Extract provided:
This is so strong that many of us are drawn to other neurodivergent folk and develop communities and relationships. I am blessed to have an Autistic life partner who really gets me and eclectic neurodivergent friends. I don’t know if I could build and share a life with a neurotypical.

 

Autistic culture is so rich and varied and yet hardly anyone outside of the community knows it exists! But it does, and it take many wonderful forms.

 

I often say that I can “feel” when I meet another Autistic person, be it socially or in the clinic. But I absolutely cannot write this in a report and it is absolutely not best practice!

Neuro-affirmative identification processes are not only valuable and desirable but protective of a person’s sense of self and self-worth. Many assessment processes set up an Autistic person to fail as a neurotypical, rather than to succeed as an Autistic. Often, they are a measure of distress when a person does not live up to neuro-normative standards. Furthermore, more often than not, Autistic people are identified through their struggles rather than their successes. I had the good fortune to choose my process at a time in my life when I wanted to, not because I had to. Not everyone hast that luxury. Only identifying autism when a person is struggling sends a message that being Autistic is a struggle. To be clear, I am not saying I or other Autistic people don’t struggle, we do, but we don’t only struggle. We also have joy and peace and achievement and rich and diverse lives.

Given material:
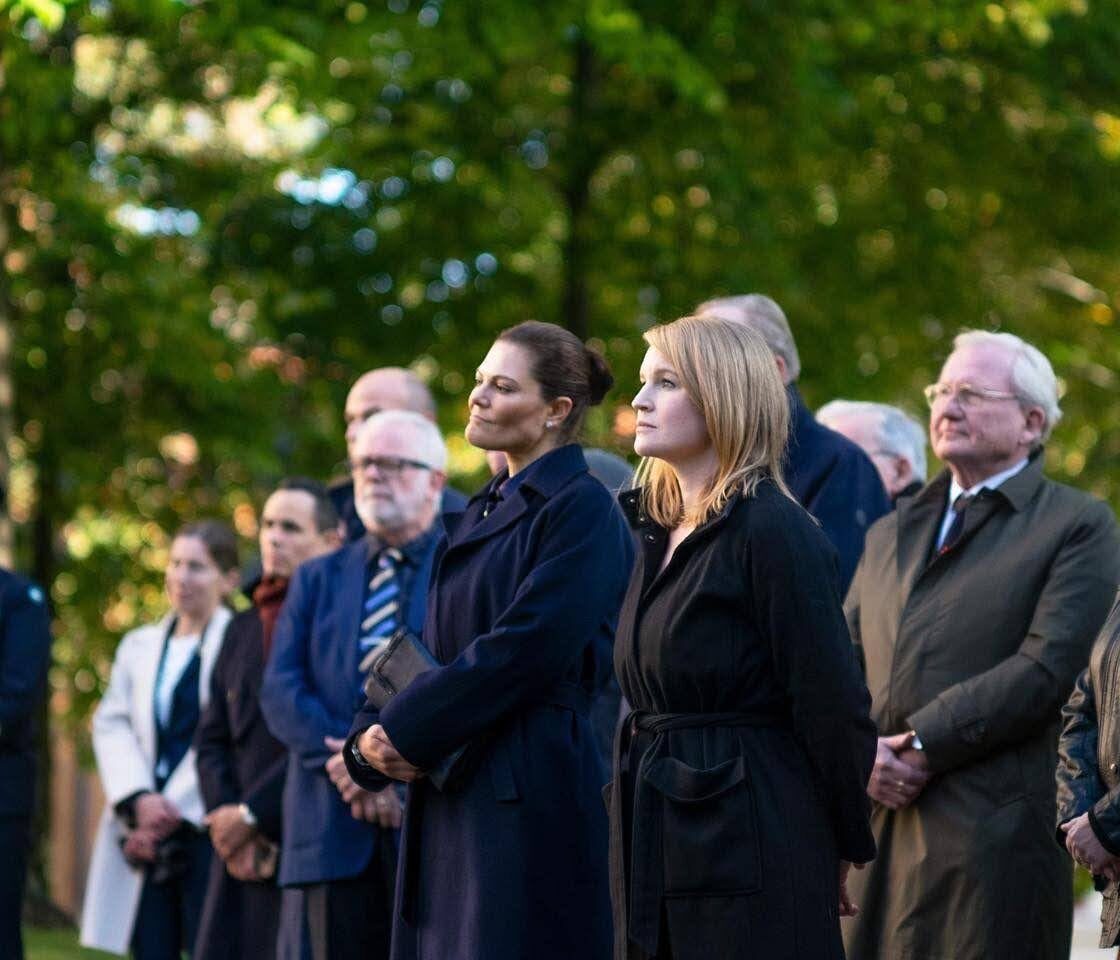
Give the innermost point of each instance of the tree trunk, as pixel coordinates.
(575, 304)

Brief: In the text on Autistic culture and identification, what message is sent by identifying autism only when a person is struggling?

Response for this exercise: It sends a message that being Autistic is a struggle.